[Data items]
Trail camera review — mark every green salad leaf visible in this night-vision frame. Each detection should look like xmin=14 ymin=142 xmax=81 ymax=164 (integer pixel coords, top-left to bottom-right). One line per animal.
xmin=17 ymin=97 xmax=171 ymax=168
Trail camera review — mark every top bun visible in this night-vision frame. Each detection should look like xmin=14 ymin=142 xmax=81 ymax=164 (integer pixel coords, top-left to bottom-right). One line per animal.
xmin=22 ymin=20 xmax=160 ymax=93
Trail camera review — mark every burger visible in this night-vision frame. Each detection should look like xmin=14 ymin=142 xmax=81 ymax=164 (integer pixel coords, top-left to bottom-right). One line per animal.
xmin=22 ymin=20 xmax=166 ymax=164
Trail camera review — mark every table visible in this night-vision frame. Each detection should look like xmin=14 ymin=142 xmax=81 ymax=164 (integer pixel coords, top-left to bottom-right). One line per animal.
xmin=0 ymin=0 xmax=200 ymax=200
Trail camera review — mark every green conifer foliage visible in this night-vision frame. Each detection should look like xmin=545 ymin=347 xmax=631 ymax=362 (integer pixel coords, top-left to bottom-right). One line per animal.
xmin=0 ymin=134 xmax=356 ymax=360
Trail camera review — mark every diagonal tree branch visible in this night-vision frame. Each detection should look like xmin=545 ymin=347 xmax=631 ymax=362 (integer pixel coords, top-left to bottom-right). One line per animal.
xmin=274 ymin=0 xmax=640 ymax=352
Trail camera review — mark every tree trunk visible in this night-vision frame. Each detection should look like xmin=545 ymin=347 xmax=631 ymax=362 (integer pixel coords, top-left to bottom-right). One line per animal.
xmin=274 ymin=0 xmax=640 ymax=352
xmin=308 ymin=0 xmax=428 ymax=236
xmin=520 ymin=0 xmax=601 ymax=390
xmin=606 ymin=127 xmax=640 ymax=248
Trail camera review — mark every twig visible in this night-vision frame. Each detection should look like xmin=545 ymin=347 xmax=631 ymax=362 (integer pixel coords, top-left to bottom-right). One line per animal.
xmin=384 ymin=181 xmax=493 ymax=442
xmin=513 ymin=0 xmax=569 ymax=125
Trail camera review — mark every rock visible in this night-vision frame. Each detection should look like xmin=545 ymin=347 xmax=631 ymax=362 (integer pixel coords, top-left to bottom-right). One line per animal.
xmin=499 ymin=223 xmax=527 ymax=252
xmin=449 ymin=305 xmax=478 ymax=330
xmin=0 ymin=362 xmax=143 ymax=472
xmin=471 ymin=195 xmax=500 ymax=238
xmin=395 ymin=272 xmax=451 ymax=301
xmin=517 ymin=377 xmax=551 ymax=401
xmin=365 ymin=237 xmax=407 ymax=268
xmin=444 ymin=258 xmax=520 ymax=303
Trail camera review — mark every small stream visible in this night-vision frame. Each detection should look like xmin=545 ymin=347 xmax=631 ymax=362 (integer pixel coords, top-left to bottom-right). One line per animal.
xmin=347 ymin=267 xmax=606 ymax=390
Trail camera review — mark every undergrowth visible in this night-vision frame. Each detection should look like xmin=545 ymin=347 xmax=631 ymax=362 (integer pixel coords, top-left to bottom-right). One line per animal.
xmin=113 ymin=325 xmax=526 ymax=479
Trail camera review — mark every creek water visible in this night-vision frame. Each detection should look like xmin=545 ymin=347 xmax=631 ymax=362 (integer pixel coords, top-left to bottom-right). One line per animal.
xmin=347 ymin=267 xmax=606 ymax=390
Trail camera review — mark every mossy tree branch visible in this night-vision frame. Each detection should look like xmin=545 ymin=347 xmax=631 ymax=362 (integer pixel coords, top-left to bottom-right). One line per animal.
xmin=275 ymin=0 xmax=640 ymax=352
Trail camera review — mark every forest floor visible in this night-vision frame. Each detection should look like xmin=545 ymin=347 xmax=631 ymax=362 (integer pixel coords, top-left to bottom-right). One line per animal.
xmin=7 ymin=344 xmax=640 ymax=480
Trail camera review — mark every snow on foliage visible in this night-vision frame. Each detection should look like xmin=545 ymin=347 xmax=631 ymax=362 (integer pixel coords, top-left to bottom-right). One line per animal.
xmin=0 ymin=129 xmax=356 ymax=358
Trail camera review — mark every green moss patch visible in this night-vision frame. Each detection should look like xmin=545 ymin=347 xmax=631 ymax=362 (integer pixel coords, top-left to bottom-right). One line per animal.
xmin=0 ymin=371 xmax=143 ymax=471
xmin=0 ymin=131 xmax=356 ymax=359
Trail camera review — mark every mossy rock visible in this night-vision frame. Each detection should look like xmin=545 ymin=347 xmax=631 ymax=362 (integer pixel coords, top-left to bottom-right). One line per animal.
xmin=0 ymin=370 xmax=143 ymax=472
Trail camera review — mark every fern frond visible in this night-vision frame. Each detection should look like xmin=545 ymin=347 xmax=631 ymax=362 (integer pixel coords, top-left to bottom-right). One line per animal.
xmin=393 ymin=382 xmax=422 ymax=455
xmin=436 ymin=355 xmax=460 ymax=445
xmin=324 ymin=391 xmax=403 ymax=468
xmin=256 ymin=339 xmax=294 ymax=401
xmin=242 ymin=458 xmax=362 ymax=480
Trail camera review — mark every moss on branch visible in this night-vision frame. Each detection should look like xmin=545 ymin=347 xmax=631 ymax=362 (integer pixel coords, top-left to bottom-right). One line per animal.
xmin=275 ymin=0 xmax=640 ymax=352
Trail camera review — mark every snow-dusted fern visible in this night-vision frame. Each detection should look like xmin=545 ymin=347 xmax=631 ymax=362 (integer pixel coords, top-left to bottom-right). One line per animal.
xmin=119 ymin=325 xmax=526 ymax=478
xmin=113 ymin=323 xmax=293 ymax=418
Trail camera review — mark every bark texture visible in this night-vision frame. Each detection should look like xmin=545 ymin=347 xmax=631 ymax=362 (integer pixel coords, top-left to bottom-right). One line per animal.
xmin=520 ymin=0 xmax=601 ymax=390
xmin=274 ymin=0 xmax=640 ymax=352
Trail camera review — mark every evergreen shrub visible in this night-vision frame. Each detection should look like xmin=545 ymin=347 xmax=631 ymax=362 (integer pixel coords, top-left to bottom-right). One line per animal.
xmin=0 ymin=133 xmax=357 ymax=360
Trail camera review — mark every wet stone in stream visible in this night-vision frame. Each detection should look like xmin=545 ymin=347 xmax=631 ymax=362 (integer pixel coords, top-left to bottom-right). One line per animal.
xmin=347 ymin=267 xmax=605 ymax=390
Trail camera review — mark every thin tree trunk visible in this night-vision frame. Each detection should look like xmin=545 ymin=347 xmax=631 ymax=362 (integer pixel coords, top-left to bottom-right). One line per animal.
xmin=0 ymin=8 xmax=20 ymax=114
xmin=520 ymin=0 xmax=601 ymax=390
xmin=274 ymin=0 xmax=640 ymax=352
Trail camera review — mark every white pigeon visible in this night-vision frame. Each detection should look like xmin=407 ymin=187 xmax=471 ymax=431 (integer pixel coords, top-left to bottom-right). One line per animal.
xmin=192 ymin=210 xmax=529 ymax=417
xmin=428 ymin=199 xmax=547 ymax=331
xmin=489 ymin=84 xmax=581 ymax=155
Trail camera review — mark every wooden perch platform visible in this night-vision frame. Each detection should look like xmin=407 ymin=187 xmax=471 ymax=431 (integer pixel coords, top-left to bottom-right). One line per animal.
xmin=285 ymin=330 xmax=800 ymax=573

Job: Copy out every one of the data lines above, word for word, with nothing changed.

Output below:
Trail camera review — mark every green salad leaf visible in this night-vision frame. Each detection should look like xmin=14 ymin=142 xmax=81 ymax=164 (integer pixel coords, top-left to bottom-right). One line per animal.
xmin=17 ymin=97 xmax=171 ymax=168
Trail camera review — mark every top bun visible in this night-vision frame. Each detection should look like xmin=14 ymin=142 xmax=81 ymax=164 (integer pixel coords, top-left to bottom-right). One line per animal.
xmin=22 ymin=20 xmax=160 ymax=93
Trail camera review — mark every burger visible in this night-vision frame. Each detection should look like xmin=14 ymin=142 xmax=81 ymax=164 (integer pixel coords, top-left to bottom-right). One line per animal.
xmin=22 ymin=20 xmax=166 ymax=164
Trail camera review — mark every table visible in this night-vision frame. Each detection should look like xmin=14 ymin=142 xmax=81 ymax=164 (integer pixel coords, top-left to bottom-right). One line per animal.
xmin=0 ymin=0 xmax=200 ymax=200
Trail camera review — mark every green conifer foliage visible in this night-vision frame. Each detection should look like xmin=545 ymin=347 xmax=631 ymax=362 (integer pixel coords, top-left to bottom-right). One line per animal.
xmin=0 ymin=134 xmax=356 ymax=360
Trail camera review — mark every diagonal tree branch visible in this night-vision frame. Each detection should look like xmin=545 ymin=347 xmax=631 ymax=362 (integer pixel coords, top-left to bottom-right). One line per animal.
xmin=274 ymin=0 xmax=640 ymax=352
Trail camera review — mark every tree trunk visible in this night-vision frame. Each detection should look like xmin=545 ymin=347 xmax=631 ymax=362 (integer pixel coords, top-left to bottom-right). One line per animal.
xmin=274 ymin=0 xmax=640 ymax=352
xmin=308 ymin=0 xmax=428 ymax=236
xmin=520 ymin=0 xmax=601 ymax=390
xmin=606 ymin=127 xmax=640 ymax=248
Trail camera review — mark every twig visible in this night-vision frame. Each detection should look like xmin=545 ymin=347 xmax=631 ymax=362 (integer pixel coords, top-left to bottom-right). One line per animal.
xmin=384 ymin=181 xmax=493 ymax=442
xmin=513 ymin=0 xmax=569 ymax=125
Trail camera review — mark every rock visible in this night-vision frame. Each detection should look like xmin=545 ymin=347 xmax=631 ymax=362 (integer pixel coords, top-left to bottom-right). One line per animal.
xmin=499 ymin=223 xmax=527 ymax=252
xmin=449 ymin=305 xmax=478 ymax=330
xmin=0 ymin=362 xmax=143 ymax=472
xmin=471 ymin=195 xmax=500 ymax=238
xmin=395 ymin=272 xmax=451 ymax=301
xmin=517 ymin=377 xmax=551 ymax=401
xmin=365 ymin=237 xmax=407 ymax=268
xmin=444 ymin=258 xmax=520 ymax=303
Trail camera review — mark every small stream visible in this night-vision frame. Each detection should look like xmin=545 ymin=347 xmax=631 ymax=362 (integer pixel coords, top-left to bottom-right). One line per animal.
xmin=347 ymin=267 xmax=606 ymax=390
Trail camera review — mark every undergrowth visible in this night-vision frame. Each detection should look like xmin=545 ymin=347 xmax=631 ymax=362 (integer pixel coords, top-left to bottom-right). One line per animal.
xmin=113 ymin=325 xmax=526 ymax=479
Trail camera review — mark every creek water visible in this night-vision frame. Each detection should look like xmin=545 ymin=347 xmax=631 ymax=362 (integer pixel coords, top-left to bottom-right). One line per animal.
xmin=347 ymin=267 xmax=606 ymax=390
Trail camera review — mark every mossy tree branch visible in this night-vision frame. Each detection should look like xmin=545 ymin=347 xmax=631 ymax=362 (integer pixel coords, top-left to bottom-right). One line per animal.
xmin=275 ymin=0 xmax=640 ymax=352
Trail camera review — mark every forest floor visible in this night-vision frame. Each detection should look like xmin=545 ymin=347 xmax=631 ymax=362 (integer pixel coords, top-left to bottom-right). One line per animal.
xmin=7 ymin=344 xmax=640 ymax=480
Trail camera review — mark every snow on foliage visible in this night-vision frame. Each detection should look like xmin=545 ymin=347 xmax=631 ymax=362 (integer pixel coords, top-left to bottom-right). One line per animal.
xmin=0 ymin=129 xmax=356 ymax=358
Trail camera review — mark every green moss patch visible in this night-vision frame. Each detection should look like xmin=545 ymin=347 xmax=631 ymax=362 (integer pixel coords, top-left to bottom-right). One line per animal.
xmin=0 ymin=371 xmax=143 ymax=471
xmin=0 ymin=131 xmax=356 ymax=359
Trail camera review — mark every mossy rock visible in this night-vision frame. Each detection should look like xmin=545 ymin=347 xmax=631 ymax=362 (integer pixel coords, top-left to bottom-right). One line per animal.
xmin=0 ymin=370 xmax=143 ymax=472
Trail camera review — mark every fern frond visible in this night-vision frame. Each detection should look like xmin=545 ymin=347 xmax=631 ymax=362 (integer pixel coords, top-left to bottom-right). One line per animal.
xmin=393 ymin=382 xmax=422 ymax=455
xmin=436 ymin=355 xmax=460 ymax=445
xmin=324 ymin=391 xmax=403 ymax=468
xmin=256 ymin=339 xmax=294 ymax=401
xmin=242 ymin=458 xmax=362 ymax=480
Trail camera review — mark every moss on branch visible in this night-vision frame. Each detection should look like xmin=545 ymin=347 xmax=631 ymax=362 (integer pixel coords, top-left to bottom-right). One line per animal.
xmin=275 ymin=0 xmax=640 ymax=352
Trail camera review — mark every snow-dusted fern visible in this night-vision frame. Each detection should look like xmin=545 ymin=347 xmax=631 ymax=362 (integer pixel coords, top-left to bottom-right). One line per animal.
xmin=119 ymin=325 xmax=526 ymax=478
xmin=113 ymin=323 xmax=293 ymax=418
Trail camera review — mark every bark texture visible in this night-vision frame. Each detection should look like xmin=545 ymin=347 xmax=631 ymax=362 (integer pixel coords, top-left to bottom-right). One line per animal.
xmin=520 ymin=0 xmax=601 ymax=390
xmin=274 ymin=0 xmax=640 ymax=352
Trail camera review — mark every evergreen shrub visible in this night-vision frame. Each detection should look like xmin=545 ymin=347 xmax=631 ymax=362 (integer pixel coords, top-left to bottom-right). One line per animal.
xmin=0 ymin=133 xmax=357 ymax=360
Trail camera review — mark every wet stone in stream visible in this night-vision frame. Each detection should look like xmin=545 ymin=347 xmax=631 ymax=362 (integer pixel coords, top-left to bottom-right). One line per animal.
xmin=347 ymin=267 xmax=605 ymax=390
Trail camera review — mark every thin tree trunk visible in this night-vision frame. Each detection should look like xmin=545 ymin=347 xmax=631 ymax=362 (integer pixel coords, top-left to bottom-right). One line per animal.
xmin=0 ymin=8 xmax=20 ymax=114
xmin=520 ymin=0 xmax=601 ymax=390
xmin=274 ymin=0 xmax=640 ymax=352
Trail camera review — mark every white pigeon visible in this night-vision frame. Each detection should look like xmin=407 ymin=187 xmax=471 ymax=431 (integer pixel coords, top-left to bottom-right). One line per animal.
xmin=192 ymin=210 xmax=529 ymax=417
xmin=428 ymin=199 xmax=547 ymax=331
xmin=489 ymin=84 xmax=581 ymax=155
Trail camera review — mark every wooden perch platform visible in this night-vision frame. Each detection should look like xmin=407 ymin=187 xmax=471 ymax=431 (integer pixel coords, top-left to bottom-right). One line per animal.
xmin=285 ymin=330 xmax=800 ymax=573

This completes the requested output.